Selected extract:
━━━━━━
Wheel tread imperfections from the stock mold may include slight divots, bubbles, protrusions or other irregularities that produce vibration and wheel chatter on the axle. The prior art to round the wheel and trim the tread provides for the use of a wheel mandrel to which a single wheel has been mounted. The mandrel is then mounted in the chuck of a hand drill that is secured in a bench vice or the chuck of a hand held Dremel tool. The drill or Dremel is turned on and, with the guidance of an adult, a sheet of moistened sandpaper secured to a block of wood is pressed against the rotating wheel tread. Finer grits of sandpaper are applied to round the wheel and smooth the tread. The hand held sandpaper surface if held in a profile that is not horizontal to the axis of wheel rotation can compromise the wheel tread. This produces discrepancies in the outer and inner rim diameters of the tread.
I have found that even minute differences in tread rim size can cause the rolling wheel to veer. For example, an outer wheel rim larger than an inner wheel rim will produce a tendency for the wheel to turn in as the larger outer rim of the tread tends to travel further on a single rotation. Momentum may deter the racing car from veering, but the rim discrepancy forces are transmitted back to the wheel central axle hole and axle as the wheel tread tends to flatten on the track. These forces increase friction.
Moreover, with the above prior art methodology the wheels are prepared individually. Wheel diameters and tread profiles may not be uniform. The inner wheel sidewall rim is sanded with the wheel rotating on a mandrel using progressively finer grits of sandpaper. Again, this is performed in a hand held maneuver with attention to Cub Scout Pack rules which prohibit narrowing of the wheel tread.
━━━━━━
Items:

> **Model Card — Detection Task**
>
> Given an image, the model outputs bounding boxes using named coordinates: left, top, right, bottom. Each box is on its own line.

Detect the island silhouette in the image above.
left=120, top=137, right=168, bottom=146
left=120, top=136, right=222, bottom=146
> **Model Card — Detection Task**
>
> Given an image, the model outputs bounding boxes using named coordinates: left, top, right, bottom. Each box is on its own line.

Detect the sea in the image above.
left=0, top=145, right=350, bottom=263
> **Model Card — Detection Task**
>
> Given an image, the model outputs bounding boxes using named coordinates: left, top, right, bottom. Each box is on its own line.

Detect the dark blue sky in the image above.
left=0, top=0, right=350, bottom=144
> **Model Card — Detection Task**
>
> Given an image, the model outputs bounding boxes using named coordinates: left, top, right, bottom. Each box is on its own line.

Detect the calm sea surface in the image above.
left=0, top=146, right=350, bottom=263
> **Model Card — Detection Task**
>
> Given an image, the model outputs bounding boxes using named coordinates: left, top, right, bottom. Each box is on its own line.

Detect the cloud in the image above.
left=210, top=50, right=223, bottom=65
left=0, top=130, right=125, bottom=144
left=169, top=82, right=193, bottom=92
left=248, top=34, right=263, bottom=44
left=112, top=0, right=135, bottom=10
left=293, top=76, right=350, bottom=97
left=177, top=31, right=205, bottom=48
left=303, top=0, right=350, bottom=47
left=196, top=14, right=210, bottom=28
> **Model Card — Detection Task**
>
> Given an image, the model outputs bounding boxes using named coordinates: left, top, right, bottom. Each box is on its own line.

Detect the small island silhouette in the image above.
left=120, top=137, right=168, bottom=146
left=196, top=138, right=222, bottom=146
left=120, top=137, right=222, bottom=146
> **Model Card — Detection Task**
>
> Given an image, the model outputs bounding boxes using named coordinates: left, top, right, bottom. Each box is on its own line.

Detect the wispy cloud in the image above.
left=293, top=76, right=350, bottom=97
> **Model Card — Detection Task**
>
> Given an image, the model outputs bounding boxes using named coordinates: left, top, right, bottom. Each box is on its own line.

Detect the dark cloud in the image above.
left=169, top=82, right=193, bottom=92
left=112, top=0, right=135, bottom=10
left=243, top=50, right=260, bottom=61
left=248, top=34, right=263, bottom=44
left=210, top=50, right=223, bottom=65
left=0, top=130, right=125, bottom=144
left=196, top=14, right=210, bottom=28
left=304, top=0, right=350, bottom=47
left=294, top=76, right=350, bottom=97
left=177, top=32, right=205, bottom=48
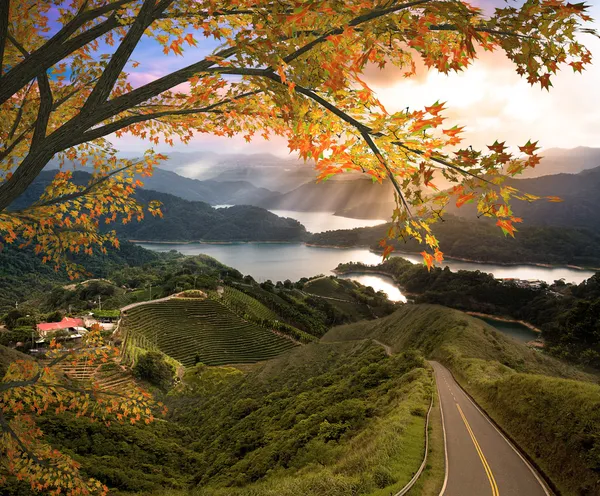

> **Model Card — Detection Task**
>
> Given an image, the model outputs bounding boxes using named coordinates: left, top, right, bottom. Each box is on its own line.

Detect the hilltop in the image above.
left=323, top=305, right=600, bottom=495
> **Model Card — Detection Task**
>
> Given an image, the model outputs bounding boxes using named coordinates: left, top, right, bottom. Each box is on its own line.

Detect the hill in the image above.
left=323, top=305, right=600, bottom=495
left=120, top=298, right=294, bottom=366
left=2, top=343, right=432, bottom=496
left=44, top=159, right=276, bottom=205
left=169, top=343, right=431, bottom=496
left=522, top=146, right=600, bottom=178
left=11, top=171, right=306, bottom=241
left=308, top=214, right=600, bottom=267
left=115, top=190, right=307, bottom=241
left=134, top=167, right=279, bottom=205
left=0, top=241, right=162, bottom=314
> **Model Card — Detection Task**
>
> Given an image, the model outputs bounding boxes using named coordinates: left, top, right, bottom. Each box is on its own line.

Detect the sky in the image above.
left=111, top=0, right=600, bottom=157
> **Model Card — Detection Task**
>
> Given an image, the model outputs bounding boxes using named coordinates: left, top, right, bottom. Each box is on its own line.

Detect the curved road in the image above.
left=430, top=362, right=552, bottom=496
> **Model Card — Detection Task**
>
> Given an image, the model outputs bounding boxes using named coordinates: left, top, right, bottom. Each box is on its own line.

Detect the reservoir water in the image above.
left=477, top=317, right=540, bottom=343
left=138, top=243, right=594, bottom=291
left=138, top=210, right=594, bottom=301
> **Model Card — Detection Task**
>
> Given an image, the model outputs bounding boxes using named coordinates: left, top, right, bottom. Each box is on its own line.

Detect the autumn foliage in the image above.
left=0, top=0, right=594, bottom=494
left=0, top=325, right=164, bottom=495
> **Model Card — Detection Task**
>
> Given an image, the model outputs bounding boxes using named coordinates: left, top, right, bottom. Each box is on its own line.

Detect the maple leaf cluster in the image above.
left=0, top=0, right=596, bottom=494
left=0, top=325, right=165, bottom=495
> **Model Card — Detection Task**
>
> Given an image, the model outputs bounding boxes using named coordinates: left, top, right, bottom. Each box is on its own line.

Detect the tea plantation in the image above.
left=121, top=298, right=294, bottom=366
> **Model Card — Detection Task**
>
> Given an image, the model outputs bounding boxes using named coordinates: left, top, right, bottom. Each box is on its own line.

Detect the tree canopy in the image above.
left=0, top=0, right=594, bottom=274
left=0, top=0, right=594, bottom=495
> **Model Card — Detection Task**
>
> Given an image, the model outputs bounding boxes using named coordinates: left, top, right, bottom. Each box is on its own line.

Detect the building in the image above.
left=37, top=317, right=85, bottom=337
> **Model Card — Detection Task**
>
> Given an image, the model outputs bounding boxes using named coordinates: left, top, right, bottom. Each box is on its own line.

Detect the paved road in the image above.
left=430, top=362, right=551, bottom=496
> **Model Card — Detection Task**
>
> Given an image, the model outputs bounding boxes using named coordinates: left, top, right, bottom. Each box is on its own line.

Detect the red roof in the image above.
left=37, top=317, right=85, bottom=332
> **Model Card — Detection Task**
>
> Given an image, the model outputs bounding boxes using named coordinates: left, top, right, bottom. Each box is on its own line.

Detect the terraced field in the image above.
left=121, top=298, right=294, bottom=366
left=213, top=286, right=277, bottom=320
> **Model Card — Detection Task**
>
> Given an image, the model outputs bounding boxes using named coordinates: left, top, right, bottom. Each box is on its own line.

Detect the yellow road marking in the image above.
left=456, top=403, right=500, bottom=496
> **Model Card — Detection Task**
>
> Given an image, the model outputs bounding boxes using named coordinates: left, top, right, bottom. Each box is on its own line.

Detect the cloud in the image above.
left=114, top=0, right=600, bottom=156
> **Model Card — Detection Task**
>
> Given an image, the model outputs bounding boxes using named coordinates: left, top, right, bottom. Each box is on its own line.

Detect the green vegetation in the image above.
left=0, top=241, right=161, bottom=313
left=93, top=310, right=121, bottom=319
left=12, top=171, right=307, bottom=241
left=337, top=257, right=600, bottom=368
left=121, top=298, right=294, bottom=366
left=309, top=213, right=600, bottom=267
left=170, top=343, right=432, bottom=496
left=212, top=286, right=277, bottom=320
left=323, top=305, right=600, bottom=495
left=0, top=342, right=432, bottom=496
left=132, top=351, right=175, bottom=391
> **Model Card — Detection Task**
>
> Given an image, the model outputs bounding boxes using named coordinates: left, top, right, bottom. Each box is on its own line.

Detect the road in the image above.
left=430, top=362, right=552, bottom=496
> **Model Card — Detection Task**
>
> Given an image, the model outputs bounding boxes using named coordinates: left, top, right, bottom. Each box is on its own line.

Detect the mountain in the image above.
left=11, top=170, right=307, bottom=241
left=125, top=152, right=312, bottom=184
left=448, top=167, right=600, bottom=232
left=211, top=164, right=317, bottom=193
left=141, top=168, right=279, bottom=205
left=114, top=190, right=307, bottom=241
left=519, top=146, right=600, bottom=179
left=259, top=178, right=393, bottom=212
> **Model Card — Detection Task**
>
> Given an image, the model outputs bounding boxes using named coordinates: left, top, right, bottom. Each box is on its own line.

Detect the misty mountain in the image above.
left=11, top=170, right=307, bottom=241
left=449, top=167, right=600, bottom=231
left=45, top=159, right=279, bottom=205
left=137, top=152, right=312, bottom=183
left=141, top=167, right=279, bottom=205
left=259, top=178, right=394, bottom=212
left=116, top=189, right=307, bottom=241
left=212, top=164, right=317, bottom=193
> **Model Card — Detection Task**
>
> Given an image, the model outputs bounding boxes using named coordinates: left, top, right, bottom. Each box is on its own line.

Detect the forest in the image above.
left=337, top=257, right=600, bottom=368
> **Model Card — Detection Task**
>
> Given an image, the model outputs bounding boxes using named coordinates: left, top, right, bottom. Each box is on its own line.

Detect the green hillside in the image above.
left=167, top=343, right=431, bottom=496
left=323, top=305, right=600, bottom=496
left=121, top=298, right=294, bottom=366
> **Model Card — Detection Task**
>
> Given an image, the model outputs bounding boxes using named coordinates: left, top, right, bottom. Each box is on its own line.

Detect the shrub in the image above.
left=133, top=351, right=175, bottom=390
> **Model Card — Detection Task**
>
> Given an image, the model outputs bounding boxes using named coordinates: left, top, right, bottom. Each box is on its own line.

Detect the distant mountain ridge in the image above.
left=44, top=161, right=279, bottom=205
left=259, top=178, right=394, bottom=214
left=519, top=146, right=600, bottom=179
left=449, top=167, right=600, bottom=232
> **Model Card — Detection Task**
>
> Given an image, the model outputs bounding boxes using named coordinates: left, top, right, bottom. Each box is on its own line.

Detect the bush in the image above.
left=133, top=351, right=175, bottom=390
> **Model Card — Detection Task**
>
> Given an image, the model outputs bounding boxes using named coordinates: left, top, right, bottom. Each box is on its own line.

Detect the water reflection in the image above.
left=338, top=273, right=406, bottom=303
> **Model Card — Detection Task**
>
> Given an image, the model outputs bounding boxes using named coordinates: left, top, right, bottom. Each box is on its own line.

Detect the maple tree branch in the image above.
left=428, top=24, right=539, bottom=40
left=0, top=78, right=97, bottom=162
left=6, top=33, right=29, bottom=57
left=94, top=47, right=238, bottom=122
left=70, top=90, right=262, bottom=146
left=6, top=83, right=33, bottom=141
left=392, top=141, right=496, bottom=186
left=81, top=0, right=168, bottom=115
left=283, top=0, right=432, bottom=64
left=11, top=160, right=142, bottom=211
left=0, top=0, right=10, bottom=77
left=31, top=71, right=54, bottom=148
left=361, top=132, right=413, bottom=219
left=0, top=10, right=122, bottom=104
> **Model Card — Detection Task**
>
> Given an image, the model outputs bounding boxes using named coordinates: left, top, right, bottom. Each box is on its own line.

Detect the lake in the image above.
left=270, top=210, right=386, bottom=233
left=338, top=272, right=406, bottom=303
left=138, top=243, right=594, bottom=291
left=213, top=205, right=386, bottom=234
left=477, top=317, right=540, bottom=343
━━━━━━
Your tasks:
[a] Summarize the passage on wheel preparation in two sentences.
[b] Substitute "frame" for "image" in the records, starting at the beginning of the records and ending at the line that contains "left=0, top=145, right=350, bottom=263", and give those lines again with nothing else changed.

Solutions to the exercise:
[a] Wheel tread flaws from the stock mold cause vibration and chatter, and the prior method of pressing hand-held sandpaper against a mandrel-mounted wheel spun by a drill or Dremel can leave the outer and inner rim diameters unequal. Even minute rim differences can make a wheel veer and send forces back to the axle that increase friction, and because the wheels are prepared one at a time, their diameters and tread profiles may not be uniform.

[b]
> **Model Card — Detection Task**
>
> Given an frame, the model outputs bounding boxes using named coordinates: left, top, right, bottom. Each box is on its own line.

Detect the island silhouette in the frame above.
left=120, top=137, right=168, bottom=146
left=120, top=136, right=222, bottom=146
> **Model Card — Detection Task**
>
> Given an frame, the model outputs bounding boxes using named coordinates: left, top, right, bottom. Each box is on its own line.

Detect the sea in the frame above.
left=0, top=145, right=350, bottom=263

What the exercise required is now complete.